| QUOTED PASSAGE |
>>>>

Tim Hodgetts – A “Bayesian” or “Newmanian” approach to proof in mathematics

Date/Time
Date(s) - 11/01/2026
12:30 pm - 2:00 pm

Location
The Rose Battersea




Following on from The Winter Soltice/Christmas/Hogmany/New Year we will hold our January meeting on the second Sunday in January which is Sunday 11th January 2026

The speaker will be Tim Hodgetts speaking on Proof in Mathematics.   see his notes below

I have delivered several talks to the Circle in the last few years, exploring the concepts of “proof” (or “demonstration”) exemplified quantitatively by Rev Thomas Bayes and qualitatively by Cardinal St John Newman. The talks have been well received (somewhat to my surprise!), so I am encouraged to offer another one.
I begin with a very brief review of the essential previous material. Bayes created the modern theory of “probability of propositions”, showing how the probability that a compound proposition is true can be built up by successively including the probabilities of the simple propositions on which it depends. Newman discussed in his Grammar of Assent what he called “the accumulation of converging probabilities”, as a qualitative tool for increasing the credibility of complex theological propositions by clarifying their dependence on elementary propositions of “natural theology” used as axioms. Both writers aimed to take logical reasoning beyond the rigidity of syllogistic logic, in which the only possible conclusions are “true”, “false” or “it doesn’t follow”.

<<<<

| SHORT PROBLEM 1 |
Echo the stretch of the talk notice on proof in mathematics from "I have delivered" through "offer another one.".
| SHORT PROBLEM 2 |
Carry on the talk notice on proof in mathematics from where it stops.

| DATA ROWS |
>>>>

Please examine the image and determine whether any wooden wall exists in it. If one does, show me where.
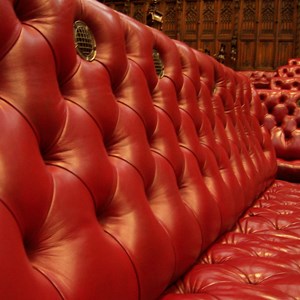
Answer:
[102,0,300,70]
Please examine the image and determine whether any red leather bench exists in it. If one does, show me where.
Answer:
[0,0,300,300]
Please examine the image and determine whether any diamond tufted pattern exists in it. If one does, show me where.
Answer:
[0,0,300,300]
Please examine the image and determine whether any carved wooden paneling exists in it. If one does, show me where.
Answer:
[218,0,235,37]
[239,0,256,35]
[104,0,300,70]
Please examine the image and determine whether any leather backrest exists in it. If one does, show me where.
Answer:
[0,0,276,300]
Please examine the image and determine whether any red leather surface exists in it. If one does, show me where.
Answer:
[257,90,300,182]
[0,0,299,300]
[161,181,300,300]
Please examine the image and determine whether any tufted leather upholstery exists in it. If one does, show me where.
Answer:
[240,71,278,89]
[0,0,300,300]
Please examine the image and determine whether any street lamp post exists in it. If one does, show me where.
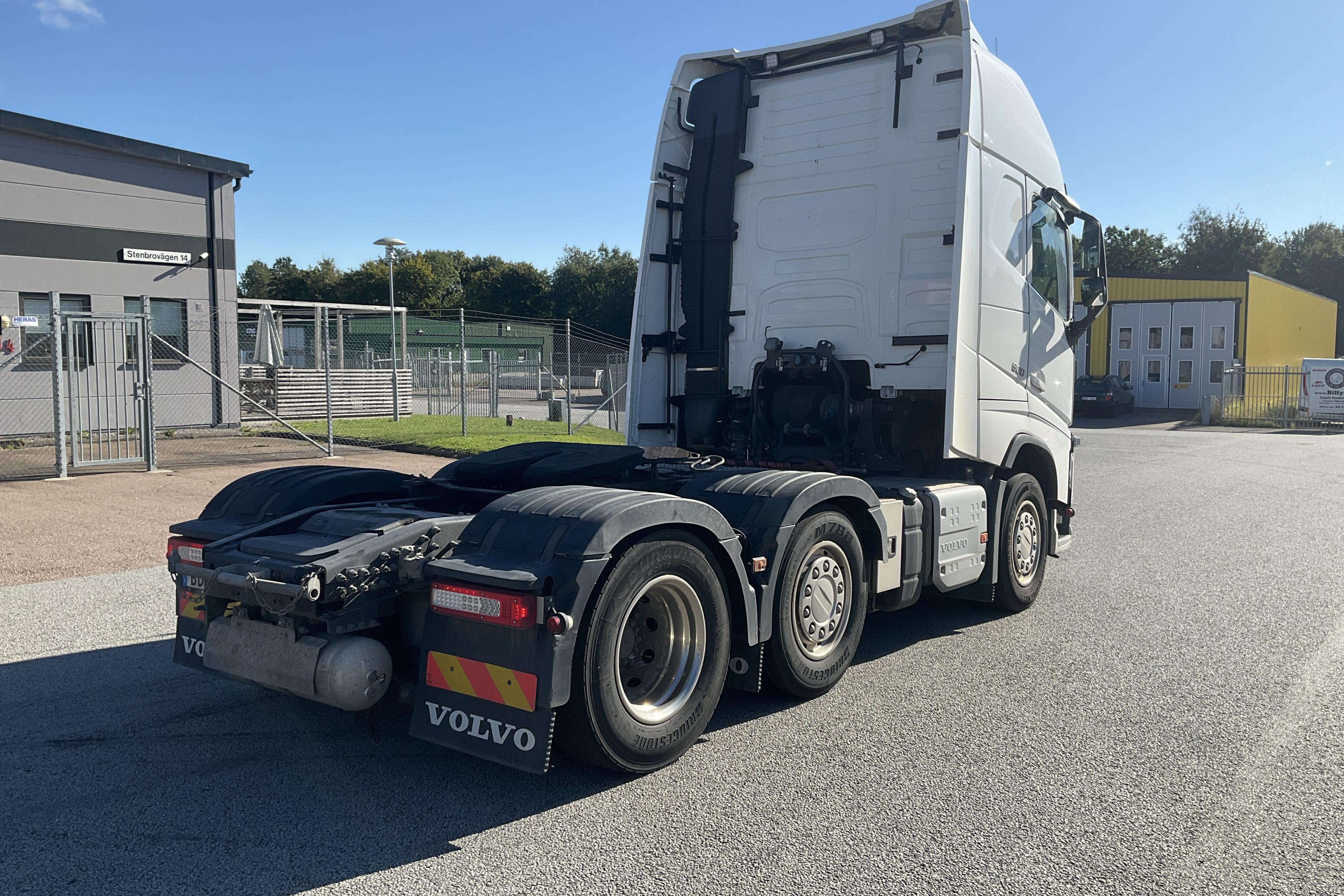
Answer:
[374,236,406,423]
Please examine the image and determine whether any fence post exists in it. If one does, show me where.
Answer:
[457,308,466,437]
[564,317,574,435]
[136,296,159,473]
[47,293,70,480]
[489,349,500,416]
[323,308,336,457]
[1284,364,1296,430]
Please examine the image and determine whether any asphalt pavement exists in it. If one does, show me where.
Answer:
[0,429,1344,895]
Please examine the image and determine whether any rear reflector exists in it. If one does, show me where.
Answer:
[430,582,536,629]
[168,539,206,567]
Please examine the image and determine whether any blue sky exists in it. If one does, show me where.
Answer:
[0,0,1344,274]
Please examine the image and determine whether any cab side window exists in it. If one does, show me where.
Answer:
[1031,199,1070,314]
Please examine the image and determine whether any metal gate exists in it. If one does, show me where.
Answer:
[54,314,155,469]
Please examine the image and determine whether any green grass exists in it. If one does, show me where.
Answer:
[277,414,625,454]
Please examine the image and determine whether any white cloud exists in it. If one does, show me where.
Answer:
[32,0,102,30]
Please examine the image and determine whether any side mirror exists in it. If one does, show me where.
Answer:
[1067,215,1106,348]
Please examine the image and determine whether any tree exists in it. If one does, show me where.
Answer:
[551,243,640,336]
[1278,220,1344,355]
[1102,226,1176,274]
[461,255,552,317]
[1172,206,1282,275]
[238,258,270,298]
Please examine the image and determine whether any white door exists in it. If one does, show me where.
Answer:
[1167,302,1204,408]
[1195,301,1236,406]
[1110,302,1142,396]
[1134,302,1172,407]
[1027,199,1074,429]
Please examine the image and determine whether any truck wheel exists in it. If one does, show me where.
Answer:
[765,510,868,699]
[995,473,1050,613]
[556,529,731,772]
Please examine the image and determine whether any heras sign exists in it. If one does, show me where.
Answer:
[121,249,191,265]
[1302,357,1344,416]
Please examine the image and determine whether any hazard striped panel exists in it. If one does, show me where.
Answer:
[177,588,206,622]
[425,650,536,712]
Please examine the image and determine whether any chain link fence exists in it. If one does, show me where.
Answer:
[1207,365,1344,430]
[0,294,628,480]
[238,305,629,451]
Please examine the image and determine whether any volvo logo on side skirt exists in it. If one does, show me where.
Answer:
[425,700,536,752]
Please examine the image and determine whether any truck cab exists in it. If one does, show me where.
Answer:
[628,3,1103,529]
[168,1,1106,772]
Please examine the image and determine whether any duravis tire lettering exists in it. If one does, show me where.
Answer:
[425,700,536,752]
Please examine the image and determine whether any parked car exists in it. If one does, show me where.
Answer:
[1074,376,1134,416]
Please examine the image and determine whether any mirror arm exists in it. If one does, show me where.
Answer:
[1064,302,1106,348]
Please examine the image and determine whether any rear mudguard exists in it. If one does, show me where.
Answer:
[680,467,892,643]
[411,485,759,772]
[168,465,415,541]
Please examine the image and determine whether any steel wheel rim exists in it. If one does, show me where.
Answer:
[616,575,707,725]
[1012,501,1040,587]
[792,541,853,661]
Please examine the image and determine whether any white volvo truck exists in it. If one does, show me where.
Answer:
[168,1,1106,772]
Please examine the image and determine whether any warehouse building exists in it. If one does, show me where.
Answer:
[1075,271,1339,408]
[0,110,251,435]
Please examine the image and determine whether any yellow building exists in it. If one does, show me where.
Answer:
[1074,271,1339,408]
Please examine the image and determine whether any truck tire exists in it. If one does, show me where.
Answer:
[995,473,1050,613]
[765,510,868,699]
[556,529,731,774]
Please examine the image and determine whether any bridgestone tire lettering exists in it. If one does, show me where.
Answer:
[765,510,868,700]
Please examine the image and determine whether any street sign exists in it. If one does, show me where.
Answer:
[121,249,191,265]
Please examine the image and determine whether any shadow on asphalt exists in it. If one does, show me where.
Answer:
[706,594,1007,733]
[0,639,624,895]
[0,598,1001,895]
[1073,407,1199,430]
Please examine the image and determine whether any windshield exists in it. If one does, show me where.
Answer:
[1031,199,1070,314]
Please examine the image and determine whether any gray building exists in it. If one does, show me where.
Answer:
[0,110,251,435]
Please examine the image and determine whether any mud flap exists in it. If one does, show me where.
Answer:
[172,617,210,672]
[723,634,765,693]
[411,685,555,775]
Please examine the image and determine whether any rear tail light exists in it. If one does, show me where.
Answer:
[168,539,206,567]
[430,582,536,629]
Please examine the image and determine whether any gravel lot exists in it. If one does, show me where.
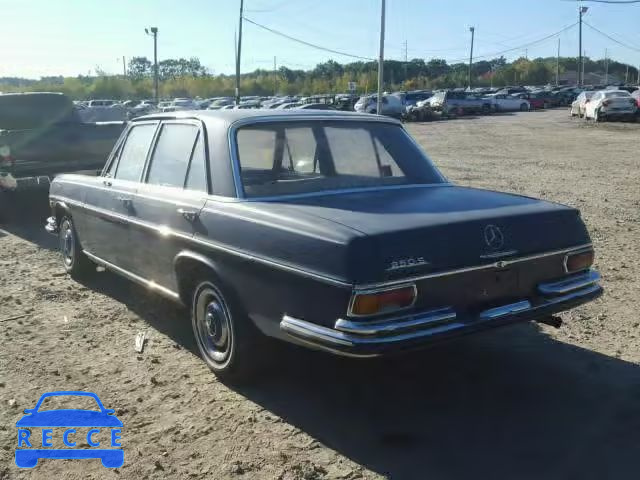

<<<<

| TASK OUTPUT 1 |
I have delivered several talks to the Circle in the last few years, exploring the concepts of “proof” (or “demonstration”) exemplified quantitatively by Rev Thomas Bayes and qualitatively by Cardinal St John Newman. The talks have been well received (somewhat to my surprise!), so I am encouraged to offer another one.

| TASK OUTPUT 2 |
Can we apply such methods to proof in mathematics or mathematical physics? Non-mathematicians instinctively say we cannot, because they implicitly view mathematics as syllogistic logic in excelsis, so that to them a mathematical proof is “exactly and perfectly true” (Lewis Carroll, The Hunting of the Snark) or it is not a mathematical proof at all. Mathematicians and mathematical physicists are rarely so dogmatic. The work of Kurt Gödel in the 1930s demolished the idea that all mathematical reasoning can be reduced to symbolic manipulation, by proving that symbolic systems such as Bertrand Russell’s Principia Mathematica are necessarily incomplete. Even before Gödel, Russell himself had already realised that his system could at most be complete in pure mathematics. His comment that “Mathematics may be defined as the subject in which we never know what we are talking about, nor whether what we are saying is true” neatly sums up the essential distinction between mathematics and the mathematical sciences: mathematics may give us a convincing method of solving some collection of equations, but only the appropriate mathematical science can lead us to the preliminary scientific conclusion that the collection of equations is a usefully-accurate description of some real-world problem we want to solve.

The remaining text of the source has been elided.